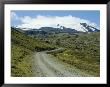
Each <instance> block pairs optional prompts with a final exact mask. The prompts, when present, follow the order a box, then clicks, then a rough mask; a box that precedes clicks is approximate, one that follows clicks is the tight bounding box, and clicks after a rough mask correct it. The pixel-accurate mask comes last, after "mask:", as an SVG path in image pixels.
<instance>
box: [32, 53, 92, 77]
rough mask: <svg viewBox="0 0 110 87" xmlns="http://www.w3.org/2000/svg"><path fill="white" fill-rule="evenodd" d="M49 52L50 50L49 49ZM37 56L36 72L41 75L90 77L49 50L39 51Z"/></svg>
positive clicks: (35, 62)
mask: <svg viewBox="0 0 110 87" xmlns="http://www.w3.org/2000/svg"><path fill="white" fill-rule="evenodd" d="M48 52H49V51H48ZM34 58H35V66H34V70H35V74H36V76H38V77H39V76H40V77H90V76H92V75H89V74H87V73H85V72H83V71H81V70H79V69H77V68H76V67H74V66H70V65H68V64H66V63H63V62H61V61H59V60H58V59H57V58H55V57H54V56H52V55H50V54H47V51H44V52H37V53H36V54H35V56H34Z"/></svg>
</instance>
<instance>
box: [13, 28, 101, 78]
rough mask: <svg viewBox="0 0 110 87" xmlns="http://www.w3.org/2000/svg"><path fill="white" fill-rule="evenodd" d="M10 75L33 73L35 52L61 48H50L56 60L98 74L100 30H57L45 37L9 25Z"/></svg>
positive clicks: (29, 75) (98, 64)
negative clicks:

--------

Brief — All lines above with "instance" in them should be returned.

Answer to this problem —
Each <instance> block pairs optional prompts with a final exact mask. The prompts, when present, follow the order a box, then clicks, then a rough mask; a box that precedes clicks is approximate, one that follows clicks is the tight bounding box, and clicks after a rough mask correct it. The pixel-accurate mask comes last, after "mask:", as an SVG path in image pixels.
<instance>
</instance>
<instance>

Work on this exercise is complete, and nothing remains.